* **Study text**:
Small genus of freshwater ray-finned fishes

Pachypops is a small genus of freshwater ray-finned fishes belonging to the family Sciaenidae, the drums and croakers. The three recognised species in the genus are found in South America.

==Taxonomy==
Pachypops was first proposed as a genus in 1861 by the American biologist Theodore Gill with Micropogon trifilis designated as its type species, and only species. Micropogon trifilis was originally described in 1849 by the German zoologists Johannes Peter Müller and Franz Hermann Troschel with its type locality given as British Guiana. The genus Pachypops is included in the subfamily Pachyurinae by some workers, but the 5th edition of Fishes of the World does not recognise subfamilies within the Sciaenidae, which it places in the order Acanthuriformes.

==Etymology==
Pachypops combines pachy, maiming “thick”, with ops, which means “eye”. Gill did not state why he gave the genus this name but it may be an allusion to the large eyes or swollen suborbital area of the type species.

==Species==
Pachypops contains three described, recognised species:
- Pachypops fourcroi Lacépède, 1802 (Guyana croaker)

[Records from a collection]
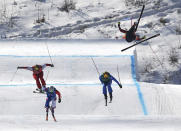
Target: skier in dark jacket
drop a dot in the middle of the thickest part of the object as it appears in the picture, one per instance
(130, 35)
(38, 74)
(106, 79)
(51, 97)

* **Work order 1**:
According to the article on Pachypops, in what year did Theodore Gill first propose Pachypops as a genus?
* **Work order 2**:
Duplicate the part of the article on Pachypops starting with "Pachypops is a" and going on through "the order Acanthuriformes.".
* **Work order 3**:
Pick up the article on Pachypops after its last line and continue it.

* **Response 1**:
1861

* **Response 2**:
Pachypops is a small genus of freshwater ray-finned fishes belonging to the family Sciaenidae, the drums and croakers. The three recognised species in the genus are found in South America.

==Taxonomy==
Pachypops was first proposed as a genus in 1861 by the American biologist Theodore Gill with Micropogon trifilis designated as its type species, and only species. Micropogon trifilis was originally described in 1849 by the German zoologists Johannes Peter Müller and Franz Hermann Troschel with its type locality given as British Guiana. The genus Pachypops is included in the subfamily Pachyurinae by some workers, but the 5th edition of Fishes of the World does not recognise subfamilies within the Sciaenidae, which it places in the order Acanthuriformes.

* **Response 3**:
- Pachypops pigmaeus Casatti, 2002
- Pachypops trifilis Müller & Troschel 1849

==Characteristics==
Pachypops croakers share the following characteristics: they have a mouth set below the snout, there are three barbels on the chin, there are two long rearwards extending appendages on the swim bladder, each branching off from a short forward pointing appendage and they have an elongated haemal spine on the first caudal vertebra. The smallest species in the genus is P. pignaeus which has a maximum published standard length of 5.6 cm while the largest is P. fourcroi with a maximum published total length of 25 cm.

==Distribution==
Pachypops croakers are found in the rivers of tropical South America which drain into the Western Atlantic Ocean from the Orinoco east through the rivers of Guyana, Suriname and French Guiana to the Amazon basin of Brazil.